Like any university, we’ve got some odd spaces that we use for teaching.
By odd here, I mean simply anything other than a rectangular room with some desks arranged somehow. Usually that’s intentional, because we need computer stations or lab desks or a big machine to do physics-y stuff so visiting schoolkids think STEM is cool.
But sometimes it’s just odd.
A case in point is the room I’ve been stuck a couple of times this semester, as part of someone’s project to see just how much of the campus I can visit with my students.
The room is flat, with individual desks in the middle (currently in a socially-distanced grid), plus a series of booths up each side, each with space for a couple of students.
I have no idea why it’s set up like that, but the key point is that it prompted me to make specific use of that space.
True, I also needed to make a new exercise because I couldn’t use any of my previous ones because of Covid, but it’s also good to refresh more fully from time to time.
The game scenario concerns power in a political system and you’re very welcome to use/modify the document for your own needs.

■ DATA SUPPLIED:
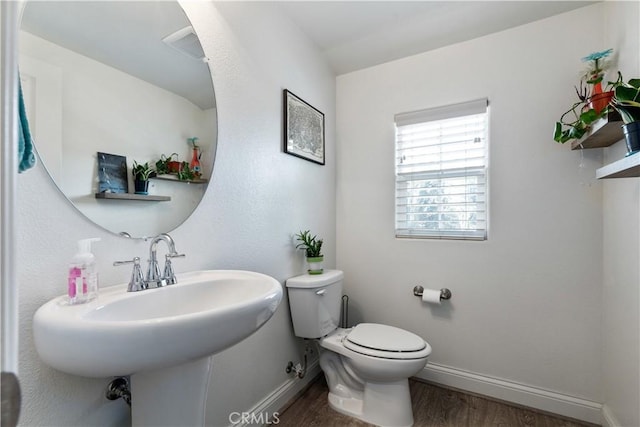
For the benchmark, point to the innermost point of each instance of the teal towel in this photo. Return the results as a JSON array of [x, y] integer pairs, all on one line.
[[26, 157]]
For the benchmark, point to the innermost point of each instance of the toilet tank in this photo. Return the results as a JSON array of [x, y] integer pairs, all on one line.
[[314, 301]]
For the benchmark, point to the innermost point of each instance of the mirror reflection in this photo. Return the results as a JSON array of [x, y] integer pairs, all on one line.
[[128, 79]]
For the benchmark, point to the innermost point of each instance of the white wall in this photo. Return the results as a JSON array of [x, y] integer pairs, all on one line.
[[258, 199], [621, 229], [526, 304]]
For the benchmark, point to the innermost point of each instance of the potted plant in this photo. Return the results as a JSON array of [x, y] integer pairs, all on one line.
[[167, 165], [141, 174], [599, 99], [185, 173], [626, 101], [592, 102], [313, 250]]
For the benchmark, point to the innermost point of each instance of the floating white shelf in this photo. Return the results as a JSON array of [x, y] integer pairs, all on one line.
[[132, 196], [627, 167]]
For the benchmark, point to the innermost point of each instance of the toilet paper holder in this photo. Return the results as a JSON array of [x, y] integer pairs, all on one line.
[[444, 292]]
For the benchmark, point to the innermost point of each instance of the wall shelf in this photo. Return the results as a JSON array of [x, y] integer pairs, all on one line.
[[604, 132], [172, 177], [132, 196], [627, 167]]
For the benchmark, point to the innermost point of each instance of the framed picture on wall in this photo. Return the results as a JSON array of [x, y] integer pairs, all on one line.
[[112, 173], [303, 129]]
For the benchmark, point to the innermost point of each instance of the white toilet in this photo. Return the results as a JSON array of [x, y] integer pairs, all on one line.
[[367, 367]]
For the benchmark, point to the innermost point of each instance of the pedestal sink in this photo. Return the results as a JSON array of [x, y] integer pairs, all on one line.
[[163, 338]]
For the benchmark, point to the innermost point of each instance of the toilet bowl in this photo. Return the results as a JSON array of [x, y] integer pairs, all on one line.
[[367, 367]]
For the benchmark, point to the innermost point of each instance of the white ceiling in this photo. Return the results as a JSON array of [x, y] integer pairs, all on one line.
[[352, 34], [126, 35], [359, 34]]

■ CHECK YOUR UNDERSTANDING:
1/ In the post about the odd teaching room, what runs up each side of the room?
2/ Write out part of the post about the odd teaching room: begin at the words "Like any university, we’ve" and stop after "with my students.".
3/ Write what comes next in the post about the odd teaching room, picking up after its last sentence.
None of the data is needed here.

■ ANSWERS FOR THE EXERCISE:
1/ A series of booths, each with space for a couple of students.

2/
Like any university, we’ve got some odd spaces that we use for teaching.
By odd here, I mean simply anything other than a rectangular room with some desks arranged somehow. Usually that’s intentional, because we need computer stations or lab desks or a big machine to do physics-y stuff so visiting schoolkids think STEM is cool.
But sometimes it’s just odd.
A case in point is the room I’ve been stuck a couple of times this semester, as part of someone’s project to see just how much of the campus I can visit with my students.

3/
Here I will only note that I’ve made particular use of those booths and of social distancing requirements. Interestingly, on the latter point, while I thought that giving control to the government to manage movement around the space, their feedback was that it was actually rather anxiety-inducing, for fear of annoying people who might feel they had to wait too long to move.
However, the wider point here is that we can benefit from the constraints we operate under. Feedback on this exercise was very positive and we had a great debrief afterwards on the power dynamics and how it related to negotiation theory, so we hit our learning objectives big time.
I even got to use this as a basis of some work for the online students to consider what might be an optimal strategy to pursue: not quite the same as actually playing the scenario, but still a way into the key issues (and, incidentally, a starting point for a very constructive discussion with one student about what works for online students in this module).
The take home: they’re not constraints, they’re opportunities. Which is lucky, given that we’re all on the verge of getting some more opportunities dumped on us shortly.